## TEXTE FOURNI
###

Buenos Aires. Depuis quelques jours, plusieurs articles sur les conditions de vie des habitants de quartiers populaires1 dans les pays en voie de développement ont été publiés en France2, ce qui a permis de mettre en évidence les débats autour du Covid-19 qui traversent à l’heure actuelle l’ensemble de ces pays. Que ce soit à cause de leur position inégale sur le marché du travail, ou de l’absence des infrastructures de services urbains -notamment ceux permettant l’accès à l’eau potable- et du surpeuplement qui caractérisent leurs espaces de vie, ces articles tendent à souligner les potentielles conséquences dramatiques de l’actuelle crise sanitaire sur ces populations. 

En Amérique latine, les différentes stratégies adoptées par l’Argentine, par le Brésil et par le Mexique par rapport à cette question s’inscrivent plus largement dans leurs conceptions divergentes quant à la gestion de la crise sanitaire. Cependant, elles révèlent aussi l’état actuel des relations entre les secteurs populaires et les systèmes politiques de ces trois pays. L’analyse de celles-ci permet de reconnaître certains défis ou opportunités auxquels pourraient faire face Alberto Fernández, Andrés Manuel López Obrador (AMLO) et Jair Bolsonaro quant au maintien des niveaux de gouvernabilité, qui reposent sur des styles populistes3 différenciés, pendant -et après- cette crise sanitaire.

###

## ENREGISTREMENTS FOURNIS
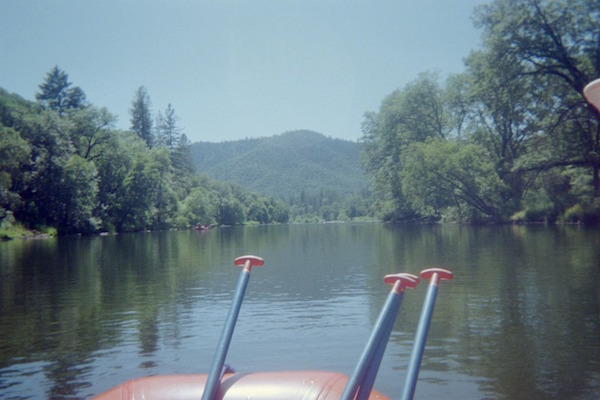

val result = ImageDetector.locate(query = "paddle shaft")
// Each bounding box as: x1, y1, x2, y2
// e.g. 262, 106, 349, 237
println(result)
400, 273, 439, 400
356, 292, 404, 400
202, 260, 251, 400
340, 281, 404, 400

###

## CONSIGNE A
D'après le texte sur le Covid-19 et les quartiers populaires, pour quelles raisons les articles parus en France soulignent-ils les conséquences potentiellement dramatiques de la crise sanitaire pour les habitants de ces quartiers ? Répondez en une à trois phrases.
## CONSIGNE B
Poursuivez le texte sur le Covid-19 et les quartiers populaires d'Amérique latine à partir de sa dernière phrase.

## VOTRE RÉPONSE A
Ces articles soulignent ces conséquences en raison de la position inégale de ces populations sur le marché du travail. Ils invoquent aussi l'absence d'infrastructures de services urbains, notamment celles qui permettent l'accès à l'eau potable, ainsi que le surpeuplement qui caractérise leurs espaces de vie.

## VOTRE RÉPONSE B
En Argentine, allier confinement et protection des secteurs populaires est possible

En Argentine, 4 millions de personnes habitent dans des quartiers populaires. Quelques jours après que l’isolement social, préventif et obligatoire a été décrété par Alberto Fernández, nombreuses organisations politiques de base et de la société civile ont commencé à réaliser plusieurs campagnes dans la presse pour mettre en évidence les difficultés associées à la conformité des habitants de ces espaces aux mesures prévues dans le cadre de la crise sanitaire. En reconnaissant ces difficultés, le gouvernement a, tout d’abord, proposé la mise en place de quelques mesures économiques compensatoires, notamment un versement depuis l’État de 10.000 pesos (soit 140 euros au taux de change officiel) aux travailleurs indépendants et autonomes formels des catégories les plus basses, ainsi qu’à tous les travailleurs du service domestique et tous les travailleurs informels4.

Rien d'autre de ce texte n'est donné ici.